▶ [Supplied text]:
Retinal Pigment Epithelium Tumorlike Lesion Arising From an Area Treated With Laser Photocoagulation

Arch Ophthalmol. 2003;121(1):130. doi:10.1001/archopht.121.1.130

Focal hyperplasia of the retinal pigment epithelium (RPE) is a benign condition that can occur as a result of numerous ocular injuries, 1,2 including laser photocoagulation of the choroid or retina in various disease conditions.3 It appears as an irregular, flat accumulation of black pigment under the sensory retina. It is uncommon for RPE hyperplasia to evolve into elevated, tumorlike lesions. To the best of our knowledge, there has been no documentation of such lesions from their first appearance to full development. This case report documents laser photocoagulation to treat choroidal neovascularization (CNV) associated with age-related macular degeneration evolving into RPE hyperplasia and then a tumorlike elevated lesion.

Report of a Case

In 1991, a 62-year-old African American woman was examined for vision loss in her right eye. Her visual acuity with correction was 20/400 OD and 20/40 OS. She had a subfoveal CNV lesion with subretinal fluid, blood, and lipid components (Figure 1). A fluorescein angiogram showed subfoveal CNV, composed of classic CNV with no occult CNV, that was less than 3.5 disc areas in size.

Figure 1.
A, A fundus photograph taken at the initial examination shows a subfoveal choroidal neovascular lesion with subretinal fluid, blood, and lipid components. B, A fundus photograph taken immediately after laser photocoagulation shows the laser-treated area not extending over a pseudopod of blood (arrow).

A, A fundus photograph taken at the initial examination shows a subfoveal choroidal neovascular lesion with subretinal fluid, blood, and lipid components. B, A fundus photograph taken immediately after laser photocoagulation shows the laser-treated area not extending over a pseudopod of blood (arrow).

Laser photocoagulation treatment was applied to decrease the risk of additional severe visual acuity loss.4 Posttreatment photographs confirmed adequate intensity throughout the area of laser treatment, which covered the lesion in its entirety. One month after treatment, the patient's visual acuity with correction was 20/800 OD.

Two months later, flat foci of RPE hyperplasia were noted. Additionally, prominent retinal folds were observed, suggesting traction by the fibrovascular tissue (Figure 2). A fluorescein angiogram showed no evidence of recurrent CNV. Hypofluorescence of the center of the lesion, caused by the RPE hyperplasia, was surrounded by a ring of hyperfluorescence associated with RPE atrophy without leakage.

Figure 2.

▶ [Activity 1]:
In the case report on the retinal pigment epithelium lesion, why was laser photocoagulation applied to the patient's right eye? Answer in one to three sentences.
▶ [Activity 2]:
Continue the case report on the retinal pigment epithelium lesion from the point where it stops.

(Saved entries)
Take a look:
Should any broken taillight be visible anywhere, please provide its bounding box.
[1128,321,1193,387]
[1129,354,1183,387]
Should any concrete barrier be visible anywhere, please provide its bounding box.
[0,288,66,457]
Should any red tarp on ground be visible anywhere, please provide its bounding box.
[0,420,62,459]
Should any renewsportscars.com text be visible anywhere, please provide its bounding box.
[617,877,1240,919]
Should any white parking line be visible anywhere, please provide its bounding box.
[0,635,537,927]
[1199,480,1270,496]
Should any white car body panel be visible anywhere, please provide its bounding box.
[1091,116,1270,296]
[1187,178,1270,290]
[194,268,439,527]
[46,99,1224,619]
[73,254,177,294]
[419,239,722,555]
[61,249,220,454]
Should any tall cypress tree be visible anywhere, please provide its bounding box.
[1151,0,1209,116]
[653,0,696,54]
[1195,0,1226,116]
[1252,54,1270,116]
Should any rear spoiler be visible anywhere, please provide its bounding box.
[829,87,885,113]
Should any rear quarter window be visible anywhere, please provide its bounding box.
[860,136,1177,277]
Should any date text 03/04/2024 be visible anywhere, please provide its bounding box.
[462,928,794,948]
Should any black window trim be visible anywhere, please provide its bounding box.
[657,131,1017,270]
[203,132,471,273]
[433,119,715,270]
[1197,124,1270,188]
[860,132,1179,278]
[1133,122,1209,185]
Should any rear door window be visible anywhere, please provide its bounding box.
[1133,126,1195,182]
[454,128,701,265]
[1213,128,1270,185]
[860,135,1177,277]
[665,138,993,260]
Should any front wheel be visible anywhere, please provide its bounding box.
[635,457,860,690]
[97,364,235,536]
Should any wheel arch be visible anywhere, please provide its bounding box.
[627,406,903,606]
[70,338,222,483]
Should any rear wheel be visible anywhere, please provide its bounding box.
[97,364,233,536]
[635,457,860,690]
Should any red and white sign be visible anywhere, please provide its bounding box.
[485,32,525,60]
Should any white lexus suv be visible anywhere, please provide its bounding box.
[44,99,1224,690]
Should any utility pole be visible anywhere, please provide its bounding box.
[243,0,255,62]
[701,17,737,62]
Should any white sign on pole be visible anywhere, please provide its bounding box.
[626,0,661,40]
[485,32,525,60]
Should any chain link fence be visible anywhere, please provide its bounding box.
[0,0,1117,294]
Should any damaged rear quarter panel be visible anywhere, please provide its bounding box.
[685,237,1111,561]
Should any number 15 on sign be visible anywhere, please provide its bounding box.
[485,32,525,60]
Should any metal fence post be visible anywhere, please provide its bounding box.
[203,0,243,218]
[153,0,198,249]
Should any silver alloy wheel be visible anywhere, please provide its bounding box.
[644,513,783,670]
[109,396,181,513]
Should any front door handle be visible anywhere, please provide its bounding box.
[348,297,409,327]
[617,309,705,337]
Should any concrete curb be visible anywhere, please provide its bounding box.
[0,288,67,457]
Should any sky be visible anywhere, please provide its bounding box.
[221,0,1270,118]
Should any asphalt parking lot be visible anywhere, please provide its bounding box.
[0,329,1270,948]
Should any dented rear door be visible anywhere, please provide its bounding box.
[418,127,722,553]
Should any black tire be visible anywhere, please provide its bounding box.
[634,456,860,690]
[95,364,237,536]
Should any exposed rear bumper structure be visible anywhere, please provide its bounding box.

▶ [Answer section 1]:
Laser photocoagulation was applied to decrease the risk of additional severe visual acuity loss. The patient had a subfoveal choroidal neovascular lesion in that eye.

▶ [Answer section 2]:
A fundus photograph (A) and a late-phase frame of a fluorescein angiogram (B) taken 2 months after laser treatment show flat foci of retinal pigment epithelium hyperplasia. Additionally, retinal folds (A) are observed, suggesting traction by the fibrovascular tissue with staining but no leakage of the fluorescein-treated area (B).

A fundus photograph (A) and a late-phase frame of a fluorescein angiogram (B) taken 2 months after laser treatment show flat foci of retinal pigment epithelium hyperplasia. Additionally, retinal folds (A) are observed, suggesting traction by the fibrovascular tissue with staining but no leakage of the fluorescein-treated area (B).

During the next 4 years, areas of pigment evolved into an elevated lesion measuring 1.6 mm × 1.4 mm within a larger area of flat RPE hyperplasia and located at the center of the laser-treated area (Figure 3). Ultrasonograms (A and B scans) showed a solid highly reflective elevated lesion with a maximum height of 0.96 mm above the retinal surface. The lesion remained stable through July 2001, and the patient's visual acuity remained stable at 20/250 OD.

Figure 3.
A, A fundus photograph taken 4 years after laser treatment shows an elevated lesion measuring 1.6 mm × 1.4 mm (white arrows) within a larger area of flat retinal pigment epithelium hyperplasia (black arrows) and located at the center of the laser-treated area. B, An A-scan ultrasonogram shows a highly reflective elevated lesion(arrow A to arrow B).

A, A fundus photograph taken 4 years after laser treatment shows an elevated lesion measuring 1.6 mm × 1.4 mm (white arrows) within a larger area of flat retinal pigment epithelium hyperplasia (black arrows) and located at the center of the laser-treated area. B, An A-scan ultrasonogram shows a highly reflective elevated lesion(arrow A to arrow B).

In 1996, laser photocoagulation was applied for extrafoveal and recurrent subfoveal CNV in the left eye. Flat hyperplastic pigmented lesions developed in this eye as well, but they did not become elevated tumorlike lesions as had occurred in the right eye.

Comment

Shields et al3 recently described a patient who underwent laser photocoagulation for central serous chorioretinopathy, in which an elevated lesion gradually enlarged, eroded through the sensory retina, and adhered to the posterior hyaloid face. No fundus photographs were available during the development of this hyperpigmented lesion. The same article described another patient with similar findings arising from what presumably began as a toxoplasmosis lesion. Both these lesions were confirmed to be benign by histopathological analysis based on material obtained by fine-needle aspiration.

In our case, the differential diagnosis of the elevated pigmented lesion is similar to what was described by Shields et al. Congenital hypertrophy of the RPE is a benign tumor that rarely can give rise to malignant adenocarcinoma. Choroidal malignant melanomas and choroidal nevi are other possible diagnoses, although small melanomas and nevi do not tend to invade the sensory retina. Unlike the cases described by Shields et al, the current report demonstrates that it is not necessary for the tumor to produce transudative retinopathy.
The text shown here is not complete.